• _Task list_
(a) In the post on the myth of mobile computing, list the things the writer says they downloaded apps to do.
(b) From the post on the myth of mobile computing, copy word for word the passage starting at "note - I use" and ending at "to create anything.".

• _Given text_
=-=-=-=-=
Coding 2 Learn

Education and Technology Ramblings with a little Politics for good measure.

The Myth of Mobile Computing

note - I use the term General Purpose Computer (GPC) rather than PC as it does not carry connotations of which OS you are running

This is not an anti-Apple rant. I love my iPad. It's the device I pick up the moment I get out of bed in the morning. While drinking my coffee I check my emails. While on the toilet I check my twitter feed. While having a cigarette I read Hacker News. While taking my dogs for a walk I listen to Today on iPlayer. While at work I project content to students via AppleTV. When I get home I play Plants vs Zombies with my son. While marking students' work, I'll watch some film or TV series on Netflix.

To misquote Charlton Heston:

You can take my iPad out of my cold dead hands.

Now go back and read that first paragraph. What do I do with my iPad? I use it to view content and communicate. iPads, and any tablet, are great for this. I do not use my iPad to create anything.

I've tried. Honestly I have. I've downloaded apps to make videos, code in Python, create presentations and write blog posts. I've excitedly shown friends and colleagues how easy it is to knock up a Keynote presentation, or make Khan Academy style tutorials using various apps. I've even purchased a stylus and tried using it as a notebook only to discover that my writing is illegible unless my characters are at least three inches high. As time goes on, the apps I've downloaded to 'aid' productivity get used less and less, and I find myself firing up my MacBook whenever I want to do any serious work. I got sick of finding workarounds to get over the restrictions of the OS; transferring files along a chain of apps or even emailing them to myself. I now have a simple policy for managing my apps. If an update comes through, and I haven't used the app in more than a month, I delete it. This is what my home screen looks like. These are the only apps I have.
=-=-=-=-=
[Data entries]
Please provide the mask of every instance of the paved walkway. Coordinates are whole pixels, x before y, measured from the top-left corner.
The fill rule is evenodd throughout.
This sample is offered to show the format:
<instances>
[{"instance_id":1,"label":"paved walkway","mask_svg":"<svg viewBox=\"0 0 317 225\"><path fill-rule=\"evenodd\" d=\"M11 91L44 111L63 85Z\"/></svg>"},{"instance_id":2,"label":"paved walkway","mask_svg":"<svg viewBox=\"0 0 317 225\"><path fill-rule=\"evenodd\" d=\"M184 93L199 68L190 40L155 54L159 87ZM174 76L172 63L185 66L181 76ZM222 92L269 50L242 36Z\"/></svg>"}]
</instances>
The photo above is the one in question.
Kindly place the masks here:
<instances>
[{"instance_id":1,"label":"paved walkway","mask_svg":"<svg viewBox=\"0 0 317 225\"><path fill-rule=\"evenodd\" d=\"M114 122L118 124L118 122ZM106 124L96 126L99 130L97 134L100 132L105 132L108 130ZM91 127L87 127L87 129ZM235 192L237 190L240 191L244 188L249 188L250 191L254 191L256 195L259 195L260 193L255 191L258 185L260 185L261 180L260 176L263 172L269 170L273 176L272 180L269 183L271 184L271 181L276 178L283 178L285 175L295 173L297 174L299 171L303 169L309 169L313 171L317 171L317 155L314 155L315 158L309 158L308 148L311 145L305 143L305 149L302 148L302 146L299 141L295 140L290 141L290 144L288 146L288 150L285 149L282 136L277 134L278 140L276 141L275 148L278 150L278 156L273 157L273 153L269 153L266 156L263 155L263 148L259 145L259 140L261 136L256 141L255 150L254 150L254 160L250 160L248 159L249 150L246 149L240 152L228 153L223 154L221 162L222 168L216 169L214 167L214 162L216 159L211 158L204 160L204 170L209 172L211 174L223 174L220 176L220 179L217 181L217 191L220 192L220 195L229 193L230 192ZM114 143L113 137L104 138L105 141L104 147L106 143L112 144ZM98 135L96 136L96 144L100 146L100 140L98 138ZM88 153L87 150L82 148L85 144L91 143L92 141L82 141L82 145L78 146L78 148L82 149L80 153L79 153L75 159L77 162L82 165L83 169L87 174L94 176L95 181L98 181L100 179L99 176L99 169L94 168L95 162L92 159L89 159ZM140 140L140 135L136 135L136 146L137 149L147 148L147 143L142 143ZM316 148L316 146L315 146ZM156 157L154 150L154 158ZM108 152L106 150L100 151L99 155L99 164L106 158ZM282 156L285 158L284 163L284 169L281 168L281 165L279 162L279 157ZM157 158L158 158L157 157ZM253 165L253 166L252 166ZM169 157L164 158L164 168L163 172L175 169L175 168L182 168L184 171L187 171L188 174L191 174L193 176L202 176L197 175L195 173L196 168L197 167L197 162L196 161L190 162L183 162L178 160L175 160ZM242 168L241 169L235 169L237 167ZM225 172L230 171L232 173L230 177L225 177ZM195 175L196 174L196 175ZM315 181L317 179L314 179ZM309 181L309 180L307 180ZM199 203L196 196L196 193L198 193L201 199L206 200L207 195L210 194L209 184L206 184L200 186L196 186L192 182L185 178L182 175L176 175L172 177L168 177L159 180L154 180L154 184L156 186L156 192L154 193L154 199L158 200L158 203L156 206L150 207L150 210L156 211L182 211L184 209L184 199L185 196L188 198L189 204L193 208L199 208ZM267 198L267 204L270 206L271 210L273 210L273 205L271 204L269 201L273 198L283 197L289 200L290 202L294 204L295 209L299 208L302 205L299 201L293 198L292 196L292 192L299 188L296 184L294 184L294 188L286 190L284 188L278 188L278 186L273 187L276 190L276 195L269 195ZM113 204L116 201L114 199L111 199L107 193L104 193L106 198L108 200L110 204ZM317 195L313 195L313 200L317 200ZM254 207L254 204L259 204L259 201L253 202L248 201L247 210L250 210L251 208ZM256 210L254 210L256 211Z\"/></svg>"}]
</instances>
=-=-=-=-=
• _Solved problems_
(a)
- Make videos
- Code in Python
- Create presentations
- Write blog posts

(b)
note - I use the term General Purpose Computer (GPC) rather than PC as it does not carry connotations of which OS you are running

This is not an anti-Apple rant. I love my iPad. It's the device I pick up the moment I get out of bed in the morning. While drinking my coffee I check my emails. While on the toilet I check my twitter feed. While having a cigarette I read Hacker News. While taking my dogs for a walk I listen to Today on iPlayer. While at work I project content to students via AppleTV. When I get home I play Plants vs Zombies with my son. While marking students' work, I'll watch some film or TV series on Netflix.

To misquote Charlton Heston:

You can take my iPad out of my cold dead hands.

Now go back and read that first paragraph. What do I do with my iPad? I use it to view content and communicate. iPads, and any tablet, are great for this. I do not use my iPad to create anything.